◆ Given task a ◆
Decide whether each statement agrees with the passage below on the church's public voice. For each, answer yes or no and quote the words from the passage that decide it. (i) The writer expects every situation believers face to be alike. (ii) The passage cites 1 Pet 3:1–7 as urging married women to win husbands who rejected the word without words. (iii) The writer feels that now is the time to readdress the issue.

◆ Extract provided ◆

This is something that is hard to theorise on because each situation will be different and believers will have to work this out as they go—learning will be discovered in the journey. However, a few thoughts I had are these.

First, I believe that, once this is passed, as I am sure it will be, it is essential that our public voice on this issue is very carefully thought through. Strident voices making threats of further action, apocalyptic woe, rebuking politicians and parties, demands for referenda and further politicizing, may seem a good idea and a natural response, but I suspect if it will only further to alienate us from the world around us—a world we want to reach with the gospel message of salvation in Jesus.

I would prefer us working to ensure that our own views within the church are well-conceived, and then get on with the core work of the gospel—worship, being the people of God in community, and sharing the message of Jesus to the world in attitude, deed and word. We need to think through how we respond and relate to a world with a very divergent ethic to our own—our best minds need to work through at a new level how to engage in mission in the secular west. We need to get our own houses in order, teaching our people well, so they live the gospel as Christ called us, including in the area of sexuality. In 1 Pet 3:1–7 Peter urges women in the Asian churches who are married to husbands who have rejected the word, to win them without words. There is a time for us to realise that it is time to move on and move the message to the heart of the gospel, Jesus Christ and salvation. Perhaps the time will come in the future when others will readdress this issue. I sense in my spirit now is not the time, we need to get on with being the people of God.

◆ Dataset content ◆
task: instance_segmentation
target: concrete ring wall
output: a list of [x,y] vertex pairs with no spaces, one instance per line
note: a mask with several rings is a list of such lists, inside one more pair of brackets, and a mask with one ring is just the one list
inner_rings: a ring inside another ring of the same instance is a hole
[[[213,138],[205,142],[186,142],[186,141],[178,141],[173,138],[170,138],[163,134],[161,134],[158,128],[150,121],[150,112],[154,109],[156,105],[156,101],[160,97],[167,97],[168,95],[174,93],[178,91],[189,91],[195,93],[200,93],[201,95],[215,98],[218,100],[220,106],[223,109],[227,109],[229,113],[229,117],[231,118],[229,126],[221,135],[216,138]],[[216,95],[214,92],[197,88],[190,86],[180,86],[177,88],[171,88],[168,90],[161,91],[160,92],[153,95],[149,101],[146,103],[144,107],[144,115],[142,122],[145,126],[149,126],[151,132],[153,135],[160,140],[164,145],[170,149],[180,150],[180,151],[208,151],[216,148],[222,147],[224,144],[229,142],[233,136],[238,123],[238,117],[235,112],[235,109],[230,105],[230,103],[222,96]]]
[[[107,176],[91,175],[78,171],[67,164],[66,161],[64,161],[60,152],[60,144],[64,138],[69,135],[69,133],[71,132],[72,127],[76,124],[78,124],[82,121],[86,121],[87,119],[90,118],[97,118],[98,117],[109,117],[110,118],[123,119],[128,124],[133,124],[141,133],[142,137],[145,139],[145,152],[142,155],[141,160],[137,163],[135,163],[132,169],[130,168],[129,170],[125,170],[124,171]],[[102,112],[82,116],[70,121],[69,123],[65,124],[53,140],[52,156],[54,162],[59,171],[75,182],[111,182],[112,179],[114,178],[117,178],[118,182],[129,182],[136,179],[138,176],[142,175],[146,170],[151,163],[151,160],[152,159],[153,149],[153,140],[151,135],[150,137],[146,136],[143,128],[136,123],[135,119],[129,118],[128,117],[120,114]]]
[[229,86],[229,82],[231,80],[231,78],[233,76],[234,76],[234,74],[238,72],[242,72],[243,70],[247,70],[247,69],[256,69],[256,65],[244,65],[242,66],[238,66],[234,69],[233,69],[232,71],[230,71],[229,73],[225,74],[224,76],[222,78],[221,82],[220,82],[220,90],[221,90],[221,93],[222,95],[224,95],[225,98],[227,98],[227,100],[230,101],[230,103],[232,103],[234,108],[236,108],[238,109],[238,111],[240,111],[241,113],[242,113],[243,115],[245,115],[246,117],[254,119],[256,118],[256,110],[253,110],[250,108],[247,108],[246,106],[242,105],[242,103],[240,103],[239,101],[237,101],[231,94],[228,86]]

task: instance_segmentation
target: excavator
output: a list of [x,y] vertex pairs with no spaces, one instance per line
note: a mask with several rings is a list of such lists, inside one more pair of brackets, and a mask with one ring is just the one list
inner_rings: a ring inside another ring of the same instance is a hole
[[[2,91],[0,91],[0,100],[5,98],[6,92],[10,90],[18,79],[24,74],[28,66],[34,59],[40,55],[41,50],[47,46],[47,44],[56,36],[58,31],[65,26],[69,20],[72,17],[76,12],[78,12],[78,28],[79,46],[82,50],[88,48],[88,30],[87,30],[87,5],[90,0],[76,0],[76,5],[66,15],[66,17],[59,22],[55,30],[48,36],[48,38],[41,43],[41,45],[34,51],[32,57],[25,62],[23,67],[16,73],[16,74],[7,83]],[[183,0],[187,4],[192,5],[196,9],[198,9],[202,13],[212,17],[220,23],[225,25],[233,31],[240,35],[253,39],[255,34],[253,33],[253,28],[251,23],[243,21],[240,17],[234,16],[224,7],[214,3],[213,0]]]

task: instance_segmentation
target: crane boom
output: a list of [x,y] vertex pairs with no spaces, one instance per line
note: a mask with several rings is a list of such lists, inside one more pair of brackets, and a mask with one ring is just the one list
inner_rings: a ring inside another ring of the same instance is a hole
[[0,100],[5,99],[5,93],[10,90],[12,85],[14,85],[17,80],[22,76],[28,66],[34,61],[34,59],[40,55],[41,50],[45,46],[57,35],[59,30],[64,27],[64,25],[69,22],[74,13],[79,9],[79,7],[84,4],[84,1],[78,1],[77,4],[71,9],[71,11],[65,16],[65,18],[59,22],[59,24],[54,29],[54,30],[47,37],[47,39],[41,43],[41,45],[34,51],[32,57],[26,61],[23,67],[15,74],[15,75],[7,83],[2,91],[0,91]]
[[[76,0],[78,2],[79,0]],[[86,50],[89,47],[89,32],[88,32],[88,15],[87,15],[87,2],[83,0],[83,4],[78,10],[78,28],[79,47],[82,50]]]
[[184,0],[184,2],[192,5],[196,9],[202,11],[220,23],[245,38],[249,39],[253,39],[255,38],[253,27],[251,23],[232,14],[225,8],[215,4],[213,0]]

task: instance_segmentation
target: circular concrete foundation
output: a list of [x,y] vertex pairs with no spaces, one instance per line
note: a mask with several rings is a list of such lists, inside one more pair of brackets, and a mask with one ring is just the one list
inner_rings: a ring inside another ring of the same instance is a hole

◆ Given task b ◆
Pick out every line in the rows above that contains the string "concrete", where case counts, and copy each one in full.

◆ Worked answer a ◆
(i) No: "each situation will be different"
(ii) Yes: "Peter urges women in the Asian churches who are married to husbands who have rejected the word, to win them without words"
(iii) No: "I sense in my spirit now is not the time"

◆ Worked answer b ◆
target: concrete ring wall
target: circular concrete foundation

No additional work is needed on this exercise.